TAREFA PEDIDA 1 - Copie sem nenhuma alteração as linhas de dados abaixo, começando na primeira delas e terminando na linha que contém "[[[230,42],[219,43],[219,48],[226,54],[241,54],[241,49]]]", incluída. Deixe as imagens fora da resposta.

TEXTO CITADO -
- - - -

Ela ser uma adolescente, que fique claro, não seria um
problema a partir do momento que o filme assumisse isso para si
e lidasse com os elementos desse mundo a partir dessa perspectiva.
Quando percebemos que a instauração do conflito
se dá em tons quase de tragédia shakespeariana,
com misbehaviour inspirado em Hamlet só que mais
infantil que Peter Pan, em superfície tão rasa e
deslocada da realidade emulada, aí sim, isso vira um problemão.
Ou seja, ter problemas para encarar o crescimento é um
honesto argumento para o cinema, assim como foi para o teatro
há séculos, e seria ainda mais honesto caso fosse
mais um filme adolescente americano. Como não se trata
do que poderia ser e sim do que é, Nina Sayers parece simplesmente
uma mulher-menina conivente com a mãe que sempre a tratou
como uma criança delicada, ingênua com a amiga, enfrentando
os típicos problemas adolescentes da primeira droga, primeiras
saídas para noite, e submissa com o diretor artístico
que a controla como quer.
Todas
essas atitudes poderiam ser defendidas como erros ou fraquezas
que moldam a idiossincrasia de uma pessoa/personagem. É
nessa hora que vale o olhar crítico não como verdade,
mas como visão das coisas: ainda fico com os erros brutais
de um lutador sem perspectivas, mesmo que às vezes se auto-sabotando,
pois ele ao menos tem a coragem de abrir o peito e se jogar na
lona. Nina, na única vez que se joga, é para a morte.
E é nesse "se assumir para o mundo" que encontramos
a essencial diferença entre os dois filmes. Para Aronofsky,
o sublime, fora da arte, só existe na morte, e ela nem
sempre é um mau caminho a se escolher pois, seguindo a
lógica de seus últimos filmes, a morte pode servir
como ato de criação (nada mais é do que a
própria "fonte da vida"). Mas enquanto é
possível, ao menos, respeitar, mesmo que se discorde, da
decisão final de Randy "The Ram" em O Lutador,
não há perfeição convincente o suficiente
(tanto filosoficamente quanto em termos estéticos - a mise
en scène da dança final chega mais perto da
tontura que da catarse) para argumentar os passos de Nina rumo
à morte.

- - - -

DADOS FORNECIDOS -
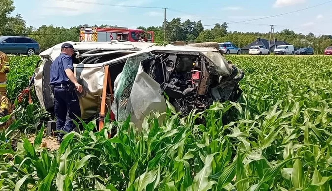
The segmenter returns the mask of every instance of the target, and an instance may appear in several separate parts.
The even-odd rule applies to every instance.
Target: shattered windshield
[[[227,76],[231,74],[229,65],[219,52],[209,51],[203,52],[203,54],[213,62],[215,66],[214,69],[220,74]]]

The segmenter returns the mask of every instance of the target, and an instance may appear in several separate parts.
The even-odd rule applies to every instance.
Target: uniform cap
[[[76,49],[75,49],[75,48],[74,48],[74,47],[73,47],[73,45],[70,43],[63,43],[62,44],[62,45],[61,45],[61,48],[71,48],[71,49],[73,49],[73,50],[74,50],[74,51],[75,52],[77,52],[77,50],[76,50]]]

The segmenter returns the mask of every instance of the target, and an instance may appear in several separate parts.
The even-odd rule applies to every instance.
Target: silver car
[[[230,42],[219,43],[219,48],[226,54],[241,54],[241,49]]]

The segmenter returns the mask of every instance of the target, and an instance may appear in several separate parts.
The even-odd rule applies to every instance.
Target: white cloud
[[[222,10],[229,10],[229,11],[239,11],[243,10],[243,8],[240,7],[226,7],[222,8]]]
[[[280,8],[304,4],[306,2],[306,0],[277,0],[273,6]]]
[[[256,19],[261,17],[266,17],[263,15],[253,15],[253,16],[249,16],[249,15],[231,15],[227,16],[229,19]]]
[[[324,17],[324,16],[323,16],[323,15],[322,15],[321,14],[320,14],[319,15],[317,16],[317,18],[318,19],[322,19],[323,17]]]
[[[98,11],[100,5],[94,4],[98,0],[90,0],[86,3],[75,2],[44,1],[41,14],[43,15],[75,16]]]
[[[105,7],[109,7],[112,11],[125,10],[127,7],[112,7],[107,4],[114,5],[142,6],[154,0],[81,0],[81,2],[70,1],[44,0],[41,3],[41,15],[76,16],[87,13],[96,13]],[[98,4],[99,3],[99,4]]]
[[[149,16],[155,17],[155,16],[160,16],[163,15],[163,12],[161,10],[160,12],[157,11],[150,11],[146,13],[146,14]]]
[[[315,24],[314,22],[308,22],[302,24],[302,26],[311,26]]]

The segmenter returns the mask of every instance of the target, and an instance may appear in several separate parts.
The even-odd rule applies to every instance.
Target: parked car
[[[34,39],[26,37],[0,37],[0,51],[6,54],[25,54],[28,56],[40,53],[39,44]]]
[[[328,47],[324,50],[325,55],[332,55],[332,47]]]
[[[275,54],[294,54],[294,46],[292,45],[279,45],[273,50]]]
[[[296,55],[314,55],[313,48],[311,47],[302,48],[295,51]]]
[[[222,50],[226,54],[240,54],[241,53],[241,49],[236,47],[236,46],[231,43],[230,42],[227,42],[225,43],[221,43],[219,44],[219,48],[220,49]]]
[[[249,54],[270,54],[270,50],[264,45],[252,46],[249,49]]]

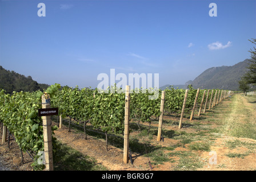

- - - -

TAREFA PEDIDA 2 - Reproduza fielmente o trecho do texto citado que começa em "Ela ser uma" e termina em "vira um problemão.".

RESPOSTA RESOLVIDA 1 -
The segmenter returns the mask of every instance of the target, and an instance may appear in several separate parts.
The even-odd rule applies to every instance.
Target: shattered windshield
[[[227,76],[231,74],[229,65],[219,52],[209,51],[203,52],[203,54],[213,62],[215,66],[214,69],[220,74]]]

The segmenter returns the mask of every instance of the target, and an instance may appear in several separate parts.
The even-odd rule applies to every instance.
Target: uniform cap
[[[76,49],[75,49],[75,48],[74,48],[74,47],[73,47],[73,45],[70,43],[63,43],[62,44],[62,45],[61,45],[61,48],[71,48],[71,49],[73,49],[73,50],[74,50],[74,51],[75,52],[77,52],[77,50],[76,50]]]

The segmenter returns the mask of every instance of the target, and an instance may appear in several separate parts.
The even-odd rule applies to every instance.
Target: silver car
[[[230,42],[219,43],[219,48],[226,54],[241,54],[241,49]]]

RESPOSTA RESOLVIDA 2 -
Ela ser uma adolescente, que fique claro, não seria um
problema a partir do momento que o filme assumisse isso para si
e lidasse com os elementos desse mundo a partir dessa perspectiva.
Quando percebemos que a instauração do conflito
se dá em tons quase de tragédia shakespeariana,
com misbehaviour inspirado em Hamlet só que mais
infantil que Peter Pan, em superfície tão rasa e
deslocada da realidade emulada, aí sim, isso vira um problemão.